* [STATED TASK]
Rewrite the data below, putting "Scene-review pass" in place of every "Match-analytics pass" and leaving everything else unchanged.

* [RAW DATA]
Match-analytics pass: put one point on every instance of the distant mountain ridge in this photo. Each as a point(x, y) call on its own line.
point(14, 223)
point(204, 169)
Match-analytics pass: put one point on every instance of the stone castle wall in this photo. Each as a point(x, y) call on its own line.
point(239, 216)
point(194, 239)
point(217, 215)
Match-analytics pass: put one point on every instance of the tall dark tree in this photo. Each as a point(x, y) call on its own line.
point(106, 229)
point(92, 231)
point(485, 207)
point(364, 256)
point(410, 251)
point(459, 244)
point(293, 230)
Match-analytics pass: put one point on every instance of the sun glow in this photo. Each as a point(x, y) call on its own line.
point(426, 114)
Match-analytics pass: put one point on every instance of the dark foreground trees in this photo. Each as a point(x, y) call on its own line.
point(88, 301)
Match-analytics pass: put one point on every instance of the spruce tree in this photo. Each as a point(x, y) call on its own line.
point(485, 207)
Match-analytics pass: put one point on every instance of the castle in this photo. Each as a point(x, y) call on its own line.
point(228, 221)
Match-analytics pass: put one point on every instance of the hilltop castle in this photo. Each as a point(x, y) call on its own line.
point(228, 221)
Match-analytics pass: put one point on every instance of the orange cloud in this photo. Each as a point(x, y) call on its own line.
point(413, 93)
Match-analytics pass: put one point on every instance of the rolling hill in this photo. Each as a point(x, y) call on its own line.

* [THE SOLUTION]
Scene-review pass: put one point on every instance of the distant mountain ridge in this photo. Each as a point(x, y) call on its own line.
point(14, 223)
point(204, 169)
Scene-review pass: put one point on every instance of the stone castle wall in this photo. Each as a point(x, y) call on its own line.
point(239, 216)
point(194, 239)
point(217, 215)
Scene-review pass: put one point on every instance of the tall dark tree in this photo. Each as a point(x, y) call on its own line.
point(106, 229)
point(92, 231)
point(485, 207)
point(364, 256)
point(410, 251)
point(459, 244)
point(293, 230)
Scene-review pass: put one point on every instance of the sun glow in this photo. Each as a point(x, y) call on its own line.
point(426, 114)
Scene-review pass: put one point on every instance of the dark foreground trees in this photo. Each as a point(x, y) call on its own line.
point(88, 301)
Scene-review pass: put one point on every instance of the spruce tree in this photo. Each as a point(x, y) call on its own line.
point(485, 207)
Scene-review pass: put one point on every instance of the castle in this photo. Each as a point(x, y) call on its own line.
point(228, 221)
Scene-review pass: put one point on every instance of the hilltop castle in this photo. Each as a point(x, y) call on its own line.
point(228, 221)
Scene-review pass: put one point on every instance of the orange cloud in this photo. Each as a point(x, y) call on its own line.
point(413, 93)
Scene-review pass: put one point on every instance of the rolling hill in this photo. Each as a point(x, y) call on its own line.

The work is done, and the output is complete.